[TASK DATA]
■ ■ ■ ■

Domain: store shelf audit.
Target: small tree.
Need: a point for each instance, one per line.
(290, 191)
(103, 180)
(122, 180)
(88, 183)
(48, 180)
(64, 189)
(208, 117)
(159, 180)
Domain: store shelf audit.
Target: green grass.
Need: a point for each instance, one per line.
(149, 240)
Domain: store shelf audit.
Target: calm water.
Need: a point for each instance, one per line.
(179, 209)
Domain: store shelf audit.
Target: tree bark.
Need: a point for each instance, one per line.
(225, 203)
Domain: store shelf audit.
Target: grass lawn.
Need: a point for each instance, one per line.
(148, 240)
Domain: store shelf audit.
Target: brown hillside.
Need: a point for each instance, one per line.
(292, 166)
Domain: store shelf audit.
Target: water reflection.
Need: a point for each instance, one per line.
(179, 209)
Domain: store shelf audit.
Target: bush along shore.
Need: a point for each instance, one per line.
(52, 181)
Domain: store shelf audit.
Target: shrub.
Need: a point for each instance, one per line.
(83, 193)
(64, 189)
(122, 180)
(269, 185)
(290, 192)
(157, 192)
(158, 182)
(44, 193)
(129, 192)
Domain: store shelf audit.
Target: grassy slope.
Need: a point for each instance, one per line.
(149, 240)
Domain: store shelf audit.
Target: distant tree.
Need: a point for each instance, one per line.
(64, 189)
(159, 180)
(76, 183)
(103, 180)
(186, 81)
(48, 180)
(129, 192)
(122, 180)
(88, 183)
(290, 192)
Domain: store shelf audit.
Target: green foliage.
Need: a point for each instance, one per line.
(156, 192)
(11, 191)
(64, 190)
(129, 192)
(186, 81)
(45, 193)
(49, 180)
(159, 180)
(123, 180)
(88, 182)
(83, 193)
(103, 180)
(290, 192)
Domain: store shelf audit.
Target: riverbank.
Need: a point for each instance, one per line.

■ ■ ■ ■

[WHAT YOU NEED TO DO] Each line of the material above must be retyped precisely.

[EXERCISE RESULT]
Domain: store shelf audit.
Target: small tree.
Need: a point for each instance, one per line.
(290, 191)
(103, 180)
(122, 180)
(88, 183)
(48, 180)
(64, 189)
(208, 117)
(159, 180)
Domain: store shelf audit.
Target: green grass.
Need: a point for each instance, one per line.
(149, 240)
Domain: store shelf audit.
Target: calm water.
Need: a point for each instance, one per line.
(179, 209)
Domain: store shelf audit.
Target: tree bark.
Need: a point for each instance, one per line.
(225, 203)
Domain: store shelf audit.
Target: grass lawn.
Need: a point for each instance, one per line.
(148, 240)
Domain: store shelf audit.
Target: brown hillside.
Need: a point for each instance, one per line.
(292, 166)
Domain: store shelf audit.
Target: water reflection.
Need: a point for each instance, one per line.
(179, 209)
Domain: store shelf audit.
Target: bush along shore.
Need: a point for each instance, one per line.
(52, 181)
Domain: store shelf audit.
Target: shrub.
Need: a point for each instance, one per line.
(83, 193)
(64, 189)
(122, 180)
(269, 185)
(290, 192)
(157, 192)
(158, 182)
(44, 193)
(129, 192)
Domain: store shelf audit.
Target: grassy slope.
Need: a point for each instance, one per line.
(149, 240)
Domain: store shelf audit.
Target: distant tree.
Need: a point for each instance, one per line.
(64, 189)
(159, 180)
(76, 183)
(103, 180)
(186, 81)
(48, 180)
(129, 192)
(122, 180)
(88, 183)
(290, 192)
Domain: store shelf audit.
Target: green foliage.
Need: a point for each instance, one per line.
(156, 192)
(11, 191)
(64, 190)
(129, 192)
(186, 81)
(45, 193)
(49, 180)
(159, 180)
(123, 180)
(88, 182)
(83, 193)
(103, 180)
(290, 192)
Domain: store shelf audit.
Target: riverbank.
Need: a point for each instance, one per line.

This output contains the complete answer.